Work to be completed
Reproduce all lines of the listing below in which the word "facade" occurs.

+ + + +

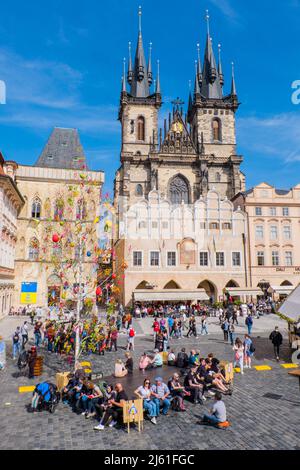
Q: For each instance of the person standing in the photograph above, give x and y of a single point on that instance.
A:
(16, 342)
(24, 333)
(248, 351)
(276, 338)
(238, 349)
(249, 323)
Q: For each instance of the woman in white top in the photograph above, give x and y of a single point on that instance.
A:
(144, 393)
(238, 349)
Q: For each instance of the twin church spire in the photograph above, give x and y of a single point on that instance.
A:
(209, 80)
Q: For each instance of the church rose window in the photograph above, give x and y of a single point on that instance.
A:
(179, 191)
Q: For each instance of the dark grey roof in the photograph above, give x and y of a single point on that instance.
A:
(63, 150)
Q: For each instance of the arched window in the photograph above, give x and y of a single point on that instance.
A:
(139, 190)
(59, 209)
(81, 212)
(217, 131)
(179, 190)
(34, 250)
(36, 209)
(141, 128)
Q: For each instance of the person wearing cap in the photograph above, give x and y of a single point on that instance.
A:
(276, 338)
(160, 393)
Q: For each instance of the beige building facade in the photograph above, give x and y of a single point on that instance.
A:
(273, 237)
(11, 202)
(45, 188)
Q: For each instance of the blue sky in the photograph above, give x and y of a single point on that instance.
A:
(62, 64)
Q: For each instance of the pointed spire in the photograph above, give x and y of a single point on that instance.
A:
(199, 66)
(124, 90)
(140, 84)
(130, 71)
(196, 88)
(233, 85)
(211, 87)
(220, 70)
(150, 75)
(158, 89)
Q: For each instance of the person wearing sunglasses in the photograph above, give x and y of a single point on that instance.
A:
(144, 393)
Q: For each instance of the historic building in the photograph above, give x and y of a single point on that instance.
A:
(273, 239)
(11, 202)
(189, 170)
(45, 189)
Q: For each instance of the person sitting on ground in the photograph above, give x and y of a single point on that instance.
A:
(129, 363)
(157, 361)
(193, 386)
(178, 391)
(160, 393)
(145, 362)
(182, 359)
(120, 369)
(171, 358)
(114, 408)
(91, 399)
(218, 412)
(144, 392)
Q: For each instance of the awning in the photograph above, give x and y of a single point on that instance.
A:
(281, 290)
(291, 306)
(240, 291)
(166, 295)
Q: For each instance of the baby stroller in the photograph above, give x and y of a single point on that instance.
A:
(45, 397)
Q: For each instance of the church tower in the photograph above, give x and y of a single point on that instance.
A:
(211, 115)
(138, 115)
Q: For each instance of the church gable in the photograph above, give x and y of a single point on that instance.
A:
(177, 139)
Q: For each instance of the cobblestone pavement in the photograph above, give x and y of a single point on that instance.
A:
(258, 422)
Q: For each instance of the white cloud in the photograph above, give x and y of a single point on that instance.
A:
(277, 136)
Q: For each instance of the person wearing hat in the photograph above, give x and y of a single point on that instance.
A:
(160, 393)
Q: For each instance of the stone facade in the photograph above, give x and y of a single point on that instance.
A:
(43, 186)
(274, 233)
(11, 203)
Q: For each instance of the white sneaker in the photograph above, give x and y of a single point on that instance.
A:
(100, 427)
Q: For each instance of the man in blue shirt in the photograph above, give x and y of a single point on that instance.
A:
(160, 392)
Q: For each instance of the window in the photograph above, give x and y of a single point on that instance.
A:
(203, 258)
(285, 211)
(179, 190)
(141, 128)
(171, 258)
(139, 190)
(59, 209)
(273, 232)
(259, 232)
(275, 258)
(260, 258)
(216, 125)
(236, 258)
(137, 258)
(154, 258)
(36, 209)
(288, 258)
(220, 259)
(34, 250)
(287, 232)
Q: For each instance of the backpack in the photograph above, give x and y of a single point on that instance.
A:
(131, 333)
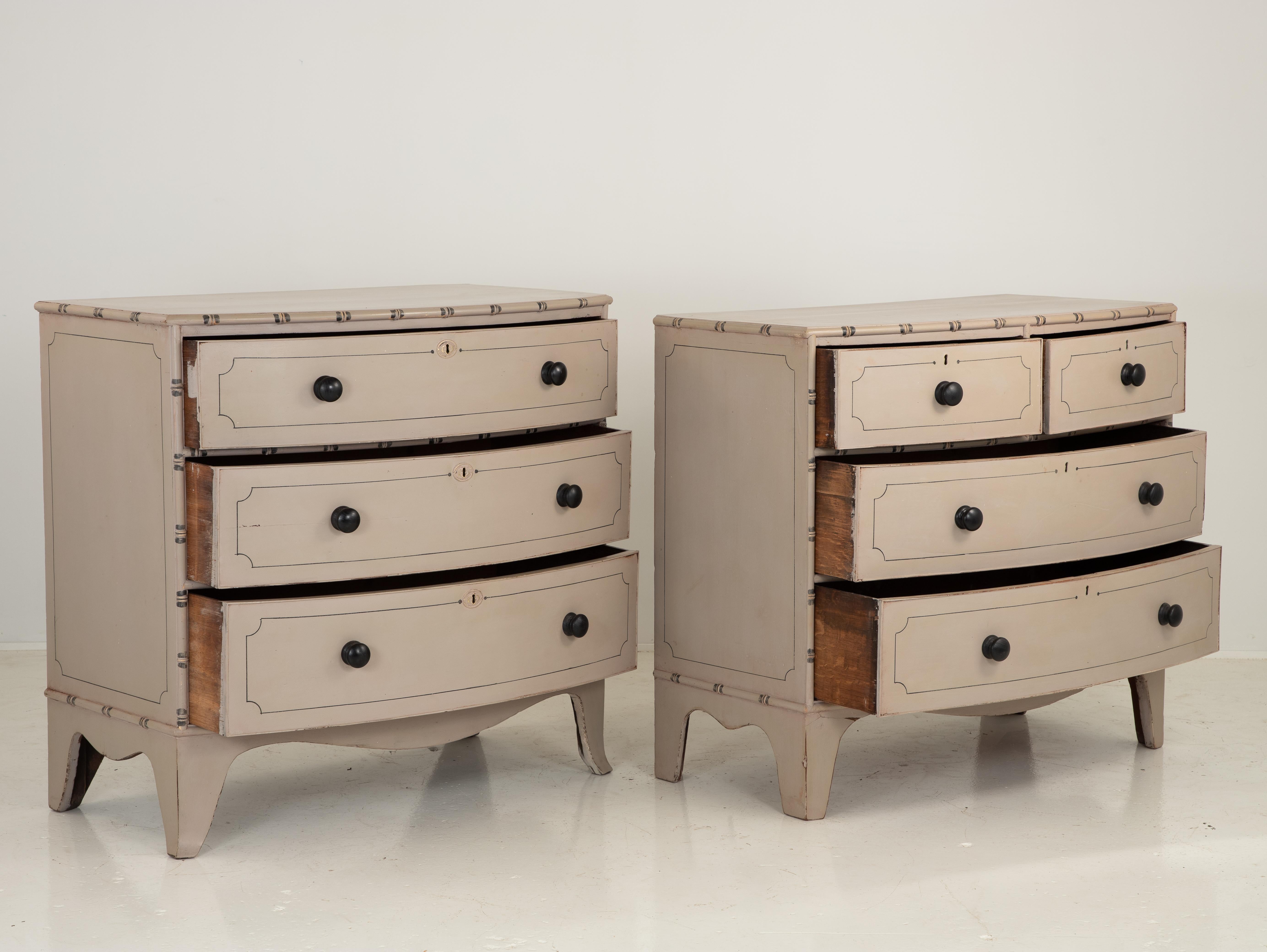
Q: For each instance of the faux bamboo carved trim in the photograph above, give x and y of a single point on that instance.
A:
(985, 324)
(524, 307)
(770, 700)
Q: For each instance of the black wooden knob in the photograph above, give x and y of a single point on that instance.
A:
(554, 373)
(329, 388)
(969, 518)
(948, 393)
(1133, 374)
(355, 655)
(345, 519)
(568, 496)
(996, 648)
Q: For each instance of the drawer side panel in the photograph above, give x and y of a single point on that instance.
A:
(844, 648)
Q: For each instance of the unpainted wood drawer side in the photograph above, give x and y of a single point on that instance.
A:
(206, 637)
(825, 399)
(199, 480)
(188, 355)
(846, 638)
(835, 486)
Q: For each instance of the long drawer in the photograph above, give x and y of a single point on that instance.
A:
(919, 646)
(1004, 506)
(268, 392)
(319, 656)
(1104, 380)
(920, 395)
(422, 510)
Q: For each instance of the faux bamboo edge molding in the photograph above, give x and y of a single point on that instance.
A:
(524, 307)
(901, 329)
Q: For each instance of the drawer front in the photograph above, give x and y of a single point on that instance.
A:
(431, 649)
(1064, 636)
(1034, 509)
(1084, 378)
(272, 524)
(260, 393)
(889, 396)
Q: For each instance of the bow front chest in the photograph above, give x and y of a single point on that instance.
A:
(376, 518)
(967, 506)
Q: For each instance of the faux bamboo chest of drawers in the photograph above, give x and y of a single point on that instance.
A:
(970, 506)
(374, 518)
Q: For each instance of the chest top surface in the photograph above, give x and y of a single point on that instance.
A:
(339, 305)
(934, 316)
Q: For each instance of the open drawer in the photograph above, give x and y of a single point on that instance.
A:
(315, 518)
(1107, 380)
(920, 644)
(929, 393)
(977, 509)
(352, 388)
(268, 660)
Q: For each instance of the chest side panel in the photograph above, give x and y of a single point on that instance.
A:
(111, 514)
(733, 461)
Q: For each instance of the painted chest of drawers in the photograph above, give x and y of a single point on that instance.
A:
(376, 518)
(969, 506)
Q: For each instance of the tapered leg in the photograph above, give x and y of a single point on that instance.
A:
(189, 773)
(587, 708)
(1148, 698)
(805, 752)
(673, 708)
(73, 761)
(805, 742)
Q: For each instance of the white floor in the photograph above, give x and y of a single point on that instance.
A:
(1047, 832)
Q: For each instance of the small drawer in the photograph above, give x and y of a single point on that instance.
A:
(324, 656)
(945, 393)
(1002, 506)
(1095, 380)
(345, 388)
(918, 644)
(422, 510)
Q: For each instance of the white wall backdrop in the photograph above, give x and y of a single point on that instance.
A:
(674, 155)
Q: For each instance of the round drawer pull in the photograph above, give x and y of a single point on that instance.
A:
(345, 519)
(554, 373)
(355, 655)
(996, 648)
(948, 393)
(1133, 374)
(969, 518)
(568, 496)
(329, 388)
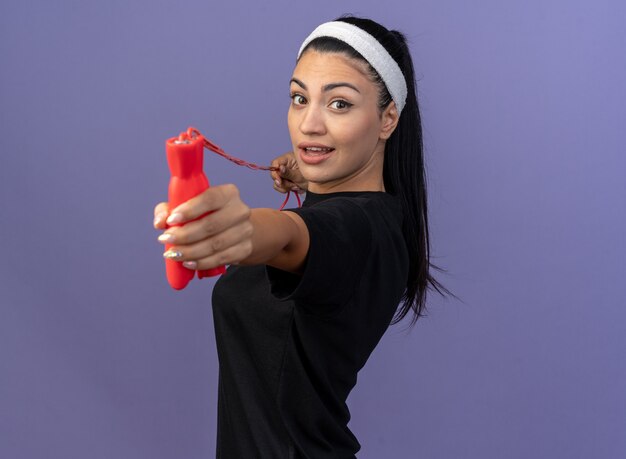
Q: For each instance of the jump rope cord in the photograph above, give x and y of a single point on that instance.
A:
(193, 133)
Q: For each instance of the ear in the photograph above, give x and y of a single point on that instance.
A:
(390, 120)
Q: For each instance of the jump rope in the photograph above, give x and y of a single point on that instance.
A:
(185, 161)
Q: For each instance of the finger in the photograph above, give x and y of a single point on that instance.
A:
(280, 188)
(208, 226)
(232, 255)
(210, 247)
(209, 200)
(161, 211)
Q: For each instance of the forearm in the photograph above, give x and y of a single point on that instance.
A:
(279, 239)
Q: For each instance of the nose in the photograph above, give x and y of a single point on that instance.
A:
(312, 122)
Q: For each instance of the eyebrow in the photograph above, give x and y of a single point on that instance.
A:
(328, 87)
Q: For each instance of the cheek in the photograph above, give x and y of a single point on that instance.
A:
(362, 131)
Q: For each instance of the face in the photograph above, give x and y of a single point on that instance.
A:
(337, 131)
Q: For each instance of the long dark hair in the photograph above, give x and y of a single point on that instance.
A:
(404, 173)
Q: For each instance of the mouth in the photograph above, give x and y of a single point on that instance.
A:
(314, 153)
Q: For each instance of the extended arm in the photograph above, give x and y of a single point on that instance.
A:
(232, 233)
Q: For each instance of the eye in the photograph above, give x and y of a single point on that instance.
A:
(298, 99)
(340, 104)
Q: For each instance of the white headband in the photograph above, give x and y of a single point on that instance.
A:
(371, 50)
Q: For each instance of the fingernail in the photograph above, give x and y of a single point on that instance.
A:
(172, 254)
(159, 218)
(166, 237)
(174, 218)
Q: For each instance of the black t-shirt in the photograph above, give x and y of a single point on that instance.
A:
(290, 346)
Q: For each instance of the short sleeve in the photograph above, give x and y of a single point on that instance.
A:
(340, 241)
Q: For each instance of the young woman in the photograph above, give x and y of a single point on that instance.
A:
(310, 291)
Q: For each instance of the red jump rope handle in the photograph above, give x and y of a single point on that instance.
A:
(185, 161)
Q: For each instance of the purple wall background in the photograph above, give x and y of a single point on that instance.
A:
(524, 114)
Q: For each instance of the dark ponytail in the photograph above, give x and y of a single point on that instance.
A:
(404, 173)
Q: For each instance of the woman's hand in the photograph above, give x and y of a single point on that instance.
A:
(288, 178)
(206, 241)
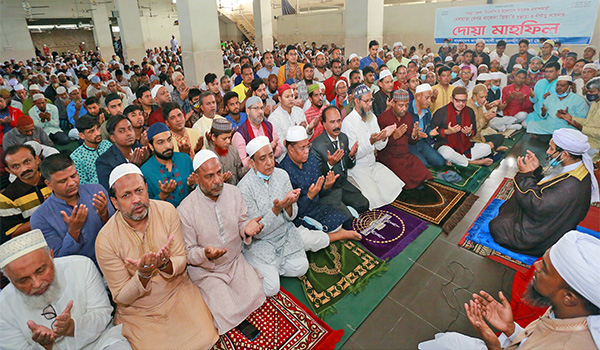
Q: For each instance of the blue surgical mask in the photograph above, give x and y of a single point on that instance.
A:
(263, 176)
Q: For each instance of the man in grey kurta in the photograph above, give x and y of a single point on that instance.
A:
(214, 224)
(277, 249)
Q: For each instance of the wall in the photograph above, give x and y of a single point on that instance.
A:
(64, 40)
(409, 23)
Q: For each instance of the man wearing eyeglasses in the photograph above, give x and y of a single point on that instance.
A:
(53, 303)
(456, 124)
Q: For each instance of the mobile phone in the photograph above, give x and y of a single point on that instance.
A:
(248, 330)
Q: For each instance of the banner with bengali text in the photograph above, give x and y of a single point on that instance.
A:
(567, 21)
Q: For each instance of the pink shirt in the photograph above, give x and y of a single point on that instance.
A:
(240, 144)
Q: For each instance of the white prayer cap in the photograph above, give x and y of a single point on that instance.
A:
(296, 133)
(496, 75)
(155, 89)
(256, 144)
(575, 142)
(575, 258)
(484, 77)
(422, 88)
(21, 246)
(565, 78)
(122, 170)
(202, 156)
(384, 73)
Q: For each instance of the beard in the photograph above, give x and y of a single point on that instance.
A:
(534, 298)
(50, 296)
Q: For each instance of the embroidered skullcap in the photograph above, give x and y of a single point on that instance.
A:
(312, 88)
(484, 77)
(154, 90)
(111, 97)
(401, 95)
(202, 156)
(221, 124)
(575, 258)
(422, 88)
(296, 133)
(575, 142)
(384, 73)
(251, 101)
(21, 246)
(256, 144)
(496, 75)
(283, 88)
(361, 90)
(156, 129)
(121, 170)
(24, 120)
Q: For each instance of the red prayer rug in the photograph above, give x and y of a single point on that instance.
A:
(285, 324)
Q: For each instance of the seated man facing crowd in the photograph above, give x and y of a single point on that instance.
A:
(53, 303)
(277, 249)
(546, 205)
(456, 124)
(376, 182)
(396, 154)
(74, 214)
(566, 282)
(141, 253)
(215, 225)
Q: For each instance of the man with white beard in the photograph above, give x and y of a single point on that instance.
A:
(53, 303)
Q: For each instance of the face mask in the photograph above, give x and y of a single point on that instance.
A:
(263, 176)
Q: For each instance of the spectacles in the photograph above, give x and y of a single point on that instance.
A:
(49, 313)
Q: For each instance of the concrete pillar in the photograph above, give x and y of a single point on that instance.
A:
(102, 31)
(200, 39)
(364, 22)
(15, 40)
(263, 25)
(130, 26)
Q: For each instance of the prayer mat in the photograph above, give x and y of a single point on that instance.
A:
(284, 323)
(437, 203)
(353, 309)
(335, 271)
(387, 231)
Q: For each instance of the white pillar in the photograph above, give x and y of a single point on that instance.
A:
(200, 39)
(102, 31)
(130, 26)
(263, 25)
(15, 40)
(364, 22)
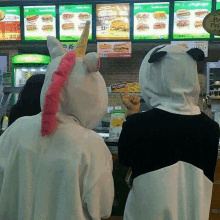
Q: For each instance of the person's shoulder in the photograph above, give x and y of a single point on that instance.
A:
(209, 122)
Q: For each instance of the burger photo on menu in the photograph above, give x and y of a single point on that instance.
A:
(68, 26)
(32, 27)
(47, 18)
(48, 28)
(68, 16)
(81, 26)
(201, 13)
(2, 15)
(119, 25)
(183, 13)
(183, 45)
(160, 25)
(84, 16)
(158, 15)
(142, 27)
(32, 18)
(142, 16)
(183, 23)
(123, 48)
(198, 24)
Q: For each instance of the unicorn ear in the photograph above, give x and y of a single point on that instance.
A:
(55, 47)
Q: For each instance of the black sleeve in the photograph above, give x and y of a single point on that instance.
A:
(125, 145)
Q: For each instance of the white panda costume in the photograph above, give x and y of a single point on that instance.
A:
(52, 165)
(172, 149)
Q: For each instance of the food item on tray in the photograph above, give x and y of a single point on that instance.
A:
(198, 24)
(47, 18)
(121, 48)
(67, 16)
(2, 15)
(183, 45)
(183, 23)
(119, 25)
(142, 27)
(142, 16)
(83, 16)
(47, 28)
(81, 26)
(201, 13)
(160, 25)
(32, 27)
(32, 18)
(160, 15)
(68, 26)
(183, 13)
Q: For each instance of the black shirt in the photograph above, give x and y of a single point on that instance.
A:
(156, 139)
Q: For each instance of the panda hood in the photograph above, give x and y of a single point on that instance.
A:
(169, 81)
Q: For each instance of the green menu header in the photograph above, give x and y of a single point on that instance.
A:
(11, 10)
(39, 10)
(151, 8)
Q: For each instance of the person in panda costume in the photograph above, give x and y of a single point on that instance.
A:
(52, 165)
(172, 149)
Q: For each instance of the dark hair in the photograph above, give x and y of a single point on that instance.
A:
(28, 103)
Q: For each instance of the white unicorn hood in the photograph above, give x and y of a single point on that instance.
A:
(169, 80)
(73, 87)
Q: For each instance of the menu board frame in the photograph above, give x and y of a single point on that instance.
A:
(21, 5)
(116, 25)
(45, 23)
(7, 6)
(92, 23)
(191, 39)
(159, 21)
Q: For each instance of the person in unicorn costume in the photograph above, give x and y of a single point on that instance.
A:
(52, 165)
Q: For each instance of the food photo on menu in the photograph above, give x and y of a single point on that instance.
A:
(113, 22)
(217, 8)
(151, 21)
(188, 19)
(10, 23)
(73, 19)
(39, 22)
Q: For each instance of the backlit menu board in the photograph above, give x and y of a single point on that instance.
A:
(217, 8)
(188, 18)
(39, 22)
(73, 19)
(10, 23)
(151, 21)
(113, 22)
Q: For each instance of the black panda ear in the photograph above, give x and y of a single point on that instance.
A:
(197, 54)
(156, 56)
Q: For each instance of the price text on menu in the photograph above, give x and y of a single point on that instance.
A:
(151, 21)
(10, 23)
(113, 22)
(188, 19)
(73, 19)
(39, 22)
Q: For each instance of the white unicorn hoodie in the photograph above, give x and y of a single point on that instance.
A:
(52, 165)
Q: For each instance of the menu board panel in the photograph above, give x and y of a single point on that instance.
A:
(73, 19)
(10, 23)
(151, 21)
(39, 22)
(188, 18)
(113, 22)
(217, 8)
(114, 49)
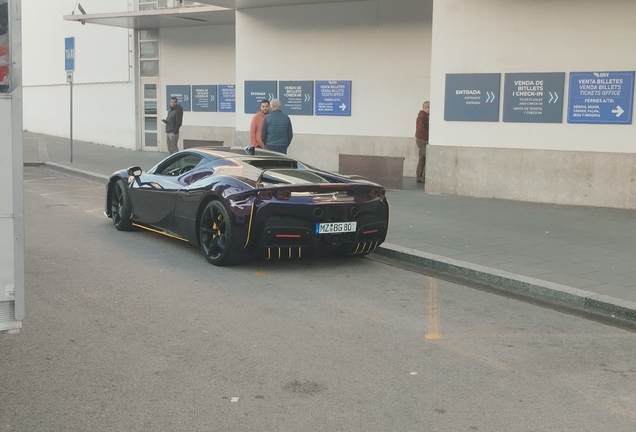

+ + + +

Exercise response
Q: For each instance of the beige building facade in the photograph above, give x and y of a single point on that instance.
Q: For each instance of the stone facade in the photograph above, give x and y of a single point on that instance.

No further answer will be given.